_TASK REQUIREMENTS:_ Give all of the records again. Match them exactly.

-- DATA FOR PROCESSING follows --

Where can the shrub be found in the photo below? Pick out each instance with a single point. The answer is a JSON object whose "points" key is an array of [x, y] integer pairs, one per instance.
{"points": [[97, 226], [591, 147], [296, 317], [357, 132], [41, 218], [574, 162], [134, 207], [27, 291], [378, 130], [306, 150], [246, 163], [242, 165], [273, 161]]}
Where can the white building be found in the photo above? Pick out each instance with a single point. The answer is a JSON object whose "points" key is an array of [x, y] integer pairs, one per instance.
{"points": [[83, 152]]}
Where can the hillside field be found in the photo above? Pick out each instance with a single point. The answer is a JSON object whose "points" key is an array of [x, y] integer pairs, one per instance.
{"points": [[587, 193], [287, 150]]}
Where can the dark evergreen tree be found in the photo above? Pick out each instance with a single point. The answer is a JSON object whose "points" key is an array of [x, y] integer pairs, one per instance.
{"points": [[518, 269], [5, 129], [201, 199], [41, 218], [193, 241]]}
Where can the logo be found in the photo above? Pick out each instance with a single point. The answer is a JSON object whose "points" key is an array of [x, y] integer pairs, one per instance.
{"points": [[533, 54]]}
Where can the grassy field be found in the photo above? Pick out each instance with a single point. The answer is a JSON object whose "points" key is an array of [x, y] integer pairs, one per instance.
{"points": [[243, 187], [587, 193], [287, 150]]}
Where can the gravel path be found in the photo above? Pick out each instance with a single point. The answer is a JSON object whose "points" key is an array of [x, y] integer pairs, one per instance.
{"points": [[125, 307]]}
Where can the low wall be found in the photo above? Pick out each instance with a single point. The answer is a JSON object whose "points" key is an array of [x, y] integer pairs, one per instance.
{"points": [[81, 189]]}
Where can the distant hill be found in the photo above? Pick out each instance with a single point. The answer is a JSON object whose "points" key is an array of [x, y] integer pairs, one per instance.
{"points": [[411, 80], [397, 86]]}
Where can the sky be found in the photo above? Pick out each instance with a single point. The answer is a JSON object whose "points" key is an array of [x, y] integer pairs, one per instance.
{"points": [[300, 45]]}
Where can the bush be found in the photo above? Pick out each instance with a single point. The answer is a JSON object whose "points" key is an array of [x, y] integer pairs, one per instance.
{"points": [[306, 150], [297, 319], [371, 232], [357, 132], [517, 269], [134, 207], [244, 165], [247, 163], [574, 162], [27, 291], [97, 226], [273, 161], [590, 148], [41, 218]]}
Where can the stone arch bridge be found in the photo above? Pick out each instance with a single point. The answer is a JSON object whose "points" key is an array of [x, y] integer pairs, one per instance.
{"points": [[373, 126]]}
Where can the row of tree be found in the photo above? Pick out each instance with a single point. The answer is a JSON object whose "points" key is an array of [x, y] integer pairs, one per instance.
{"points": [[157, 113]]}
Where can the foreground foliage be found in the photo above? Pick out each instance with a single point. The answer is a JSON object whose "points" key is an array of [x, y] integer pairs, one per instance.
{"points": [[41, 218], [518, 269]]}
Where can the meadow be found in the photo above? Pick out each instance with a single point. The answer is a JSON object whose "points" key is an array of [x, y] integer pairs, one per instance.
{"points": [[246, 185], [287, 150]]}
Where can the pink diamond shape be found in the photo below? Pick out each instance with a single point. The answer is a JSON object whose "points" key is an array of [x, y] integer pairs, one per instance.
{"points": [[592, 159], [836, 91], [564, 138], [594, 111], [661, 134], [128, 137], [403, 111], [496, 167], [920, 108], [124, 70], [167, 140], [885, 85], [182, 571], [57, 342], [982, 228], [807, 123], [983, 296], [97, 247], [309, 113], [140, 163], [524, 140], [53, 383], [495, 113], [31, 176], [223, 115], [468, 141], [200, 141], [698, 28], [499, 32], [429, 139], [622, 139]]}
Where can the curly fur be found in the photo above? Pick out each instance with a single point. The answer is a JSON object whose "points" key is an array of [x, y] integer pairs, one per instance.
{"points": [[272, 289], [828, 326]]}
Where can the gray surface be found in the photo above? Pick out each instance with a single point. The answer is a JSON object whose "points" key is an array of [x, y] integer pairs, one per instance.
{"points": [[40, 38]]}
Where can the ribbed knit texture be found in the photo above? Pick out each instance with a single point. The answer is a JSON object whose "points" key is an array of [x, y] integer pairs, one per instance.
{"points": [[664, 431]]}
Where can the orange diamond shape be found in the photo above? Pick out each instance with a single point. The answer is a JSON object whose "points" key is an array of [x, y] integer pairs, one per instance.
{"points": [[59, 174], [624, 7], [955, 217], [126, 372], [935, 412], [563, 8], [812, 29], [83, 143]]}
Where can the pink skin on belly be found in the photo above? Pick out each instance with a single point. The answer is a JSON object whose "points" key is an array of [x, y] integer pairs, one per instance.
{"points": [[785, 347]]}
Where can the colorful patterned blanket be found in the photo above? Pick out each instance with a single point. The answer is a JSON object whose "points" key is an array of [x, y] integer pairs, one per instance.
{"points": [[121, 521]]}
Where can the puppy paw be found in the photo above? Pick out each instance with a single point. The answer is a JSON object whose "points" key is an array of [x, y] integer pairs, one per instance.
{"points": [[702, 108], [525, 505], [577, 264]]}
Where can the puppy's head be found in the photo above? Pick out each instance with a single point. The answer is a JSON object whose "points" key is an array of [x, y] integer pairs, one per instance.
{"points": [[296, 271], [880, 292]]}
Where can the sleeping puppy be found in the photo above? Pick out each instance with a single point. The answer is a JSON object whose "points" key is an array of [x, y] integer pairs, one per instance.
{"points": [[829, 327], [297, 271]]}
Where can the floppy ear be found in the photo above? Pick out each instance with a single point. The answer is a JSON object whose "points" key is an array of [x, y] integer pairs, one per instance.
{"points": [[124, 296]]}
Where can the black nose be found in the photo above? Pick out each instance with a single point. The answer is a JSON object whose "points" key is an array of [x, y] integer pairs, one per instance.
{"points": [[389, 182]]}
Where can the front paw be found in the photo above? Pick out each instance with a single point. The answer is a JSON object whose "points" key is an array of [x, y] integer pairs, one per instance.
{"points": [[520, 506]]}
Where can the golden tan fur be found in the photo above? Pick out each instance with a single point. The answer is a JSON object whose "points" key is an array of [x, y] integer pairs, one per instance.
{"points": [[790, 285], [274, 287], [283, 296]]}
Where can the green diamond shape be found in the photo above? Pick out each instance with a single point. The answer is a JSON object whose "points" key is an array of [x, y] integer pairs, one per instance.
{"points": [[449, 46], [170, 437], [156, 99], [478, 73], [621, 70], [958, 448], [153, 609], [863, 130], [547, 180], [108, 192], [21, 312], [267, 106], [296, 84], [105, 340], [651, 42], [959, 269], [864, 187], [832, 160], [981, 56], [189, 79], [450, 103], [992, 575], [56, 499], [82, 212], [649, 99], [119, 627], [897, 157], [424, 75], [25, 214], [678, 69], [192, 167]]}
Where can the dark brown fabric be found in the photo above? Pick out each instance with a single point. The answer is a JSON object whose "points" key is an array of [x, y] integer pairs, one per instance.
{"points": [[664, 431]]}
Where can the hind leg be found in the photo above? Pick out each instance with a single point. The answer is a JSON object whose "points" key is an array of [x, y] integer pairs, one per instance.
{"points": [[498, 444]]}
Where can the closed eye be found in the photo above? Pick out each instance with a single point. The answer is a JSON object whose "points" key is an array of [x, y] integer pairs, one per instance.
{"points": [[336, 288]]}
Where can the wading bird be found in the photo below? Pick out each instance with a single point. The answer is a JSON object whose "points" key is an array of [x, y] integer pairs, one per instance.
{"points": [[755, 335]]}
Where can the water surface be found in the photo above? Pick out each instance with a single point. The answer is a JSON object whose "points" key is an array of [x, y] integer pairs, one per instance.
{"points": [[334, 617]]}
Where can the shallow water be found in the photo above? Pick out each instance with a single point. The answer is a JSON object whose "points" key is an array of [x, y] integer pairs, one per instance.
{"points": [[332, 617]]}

-- DATA FOR PROCESSING concluded --

_ANSWER BELOW:_
Where can the shrub be found in the photo below? Pick out each instance with a single point. The answer is a JSON object whose "points" key is an array of [x, y] integer pairs, one per instance.
{"points": [[97, 226], [591, 147], [296, 317], [357, 132], [41, 218], [574, 162], [134, 207], [27, 291], [378, 130], [306, 150], [246, 163], [242, 165], [273, 161]]}
Where can the white building be found in the photo above? Pick out each instance with a single point. The answer is a JSON object whose "points" key is an array of [x, y] integer pairs, one per instance.
{"points": [[83, 152]]}
Where can the hillside field be found in the photo above? Pick out each instance with a single point. The answer is a JSON object whose "points" key is an array of [x, y] integer pairs, one per instance.
{"points": [[587, 193], [287, 150]]}
Where can the dark evergreen tree be found in the photo above? Pick out each instance with a single point. The answer is a JSON object whose "points" key is an array of [x, y] integer pairs, one per instance.
{"points": [[518, 269], [5, 129], [201, 199], [41, 218], [193, 241]]}
Where can the logo be found in the photo above? Pick out each instance with a single point. The answer is a JSON object whose "points" key is an array of [x, y] integer pairs, one per instance.
{"points": [[533, 54]]}
Where can the grassy field be found in the photo above? Pick out each instance with a single point. The answer is a JSON object whose "points" key is an array of [x, y] integer pairs, one per instance.
{"points": [[243, 187], [587, 193], [287, 150]]}
Where can the gravel path be found in the photo above? Pick out each instance with a single point. The answer is a JSON object whose "points" key is an array of [x, y] integer pairs, one per instance.
{"points": [[125, 307]]}
Where can the low wall be found in the photo above? Pick out each instance with a single point. The answer is a JSON object whose "points" key is an array of [x, y] integer pairs, one per instance.
{"points": [[81, 189]]}
Where can the distant hill be found in the photo above? Pick out each instance with a single point. The answer is a JSON object whose "points" key is an array of [x, y] integer pairs, one per instance.
{"points": [[411, 80], [397, 86]]}
Where can the sky be found in the photo above? Pick out each instance with a single point. The answer is a JSON object whose "points" key is an array of [x, y] integer pairs, one per instance.
{"points": [[300, 45]]}
Where can the bush be found in the photo above? Pick out each instance with a single point. The answer is a JSON object whose "points" key is an array of [x, y] integer pairs, one per instance.
{"points": [[306, 150], [297, 319], [371, 232], [357, 132], [517, 269], [134, 207], [244, 165], [247, 163], [574, 162], [27, 291], [97, 226], [273, 161], [590, 148], [41, 218]]}
Where can the stone arch bridge be found in the photo above? Pick out each instance with a single point. The answer is a JSON object whose "points" key is an array of [x, y] integer pairs, one per instance.
{"points": [[373, 126]]}
Where can the row of tree be found in the photo above? Pick out each instance with a single point. The answer is a JSON object whose "points" key is an array of [x, y] integer pairs, one per instance.
{"points": [[157, 113]]}
Where can the foreground foliage be found in the photo above? Pick out each instance with a single point. The answer is a JSON object whose "points" key is an array of [x, y] integer pairs, one per instance.
{"points": [[41, 218], [518, 269]]}
Where can the meadow be found in the photo above? Pick out each instance with a single point. The answer is a JSON object whose "points" key is an array of [x, y] integer pairs, one per instance.
{"points": [[246, 185], [287, 150]]}
Where can the pink diamond shape be found in the photo below? Pick out each instance with a single point. The answer is a JSON object whose "points" key is an array of [x, y] integer pairs, one per instance.
{"points": [[592, 159], [836, 91], [564, 138], [594, 111], [661, 134], [128, 137], [403, 111], [496, 167], [920, 108], [124, 70], [167, 140], [885, 85], [182, 571], [57, 342], [982, 228], [807, 123], [983, 296], [97, 247], [309, 113], [140, 163], [524, 140], [53, 383], [495, 113], [31, 176], [223, 115], [468, 141], [200, 141], [698, 28], [499, 32], [429, 139], [622, 139]]}
Where can the curly fur be found in the photo above? Pick out each instance with a single point. The answer is a JSON object whose "points" key is an array of [x, y] integer pairs, one per instance.
{"points": [[272, 289], [828, 326]]}
Where can the gray surface be found in the photo above? Pick out each instance with a single point. The answer is a JSON object whose "points" key is an array of [x, y] integer pairs, one per instance.
{"points": [[40, 38]]}
Where can the ribbed knit texture be found in the photo above? Pick out each instance with a single point. The answer is a JSON object whose "points" key is an array of [x, y] integer pairs, one per instance.
{"points": [[664, 431]]}
Where can the orange diamond shape be found in the photo above? Pick out each instance with a single point. The answer is a JSON object whose "points" key is an array of [x, y] integer pairs, one per instance.
{"points": [[59, 174], [624, 7], [955, 217], [126, 372], [935, 412], [563, 8], [812, 29], [83, 143]]}
Where can the pink skin on belly be found in the photo above? Pick out each instance with a single point. The answer is a JSON object whose "points" key is an array of [x, y] integer pairs, one per instance.
{"points": [[785, 347]]}
Where can the colorful patterned blanket be found in the photo above? Pick out each instance with a single point. The answer is a JSON object whose "points" key is an array of [x, y] integer pairs, one per instance.
{"points": [[121, 521]]}
Where can the puppy paw be found in the photo above? Pick out each instance with a single point. The answer is a JSON object whose "points" key is an array of [x, y] integer pairs, one per instance.
{"points": [[702, 108], [525, 505], [577, 264]]}
Where can the puppy's head be found in the photo above? Pick out each instance with a single point. The answer is a JSON object whose "points" key is an array of [x, y] integer pairs, one per instance.
{"points": [[296, 271], [880, 292]]}
Where can the sleeping puppy be found in the photo above? Pick out each instance with a single point. The answer is a JSON object whose "points" key is an array of [x, y] integer pairs, one per instance.
{"points": [[829, 327], [297, 271]]}
Where can the floppy ear be found in the photo above? Pick out each instance with a single point. The answer is a JSON object whose "points" key is an array of [x, y] integer pairs, one per instance.
{"points": [[124, 296]]}
Where can the black nose be found in the photo above? Pick out each instance with a single point. The answer is a JSON object whose "points" key is an array of [x, y] integer pairs, one per instance.
{"points": [[389, 182]]}
Where can the front paw be found in the photo above? Pick out each instance with a single point. The answer is a JSON object whose "points" key is an array of [x, y] integer pairs, one per instance.
{"points": [[520, 506]]}
Where can the golden tan fur be found in the photo above? Pick out each instance with a single point. The answer is a JSON object whose "points" key is an array of [x, y] integer pairs, one per instance.
{"points": [[790, 285], [274, 287], [283, 296]]}
Where can the green diamond shape be found in the photo above? Pick out each instance with a single point. The answer is a JSON object whose "points" key is an array of [x, y] integer pairs, one per instance.
{"points": [[449, 46], [170, 437], [156, 99], [478, 73], [621, 70], [958, 448], [153, 609], [863, 130], [547, 180], [108, 192], [21, 312], [267, 106], [296, 84], [105, 340], [651, 42], [959, 269], [864, 187], [832, 160], [981, 56], [189, 79], [450, 103], [992, 575], [56, 499], [82, 212], [649, 99], [119, 627], [897, 157], [424, 75], [25, 214], [678, 69], [192, 167]]}
Where can the dark brown fabric be found in the photo above? Pick out each instance with a single point. The answer is a JSON object whose "points" key is an array of [x, y] integer pairs, one per instance.
{"points": [[664, 431]]}
Where can the hind leg be found in the photo above? Pick out each instance with a single point. The answer is a JSON object whose "points" key is an array of [x, y] integer pairs, one per instance.
{"points": [[498, 444]]}
Where can the closed eye be found in the photo above? Pick out each instance with a single point. The answer is a JSON object whose "points" key is an array of [x, y] integer pairs, one per instance.
{"points": [[336, 288]]}
Where can the wading bird be found in the photo below? Pick out each instance with a single point. The answer is a JSON object whose "points" key is an array of [x, y] integer pairs, one per instance.
{"points": [[755, 335]]}
Where can the water surface be found in the photo above? Pick out each instance with a single point. The answer is a JSON object whose "points" key is an array of [x, y] integer pairs, one per instance.
{"points": [[334, 617]]}
Where can the shallow water be found in the photo above? Pick out each instance with a single point. The answer is a JSON object whose "points" key is an array of [x, y] integer pairs, one per instance.
{"points": [[332, 617]]}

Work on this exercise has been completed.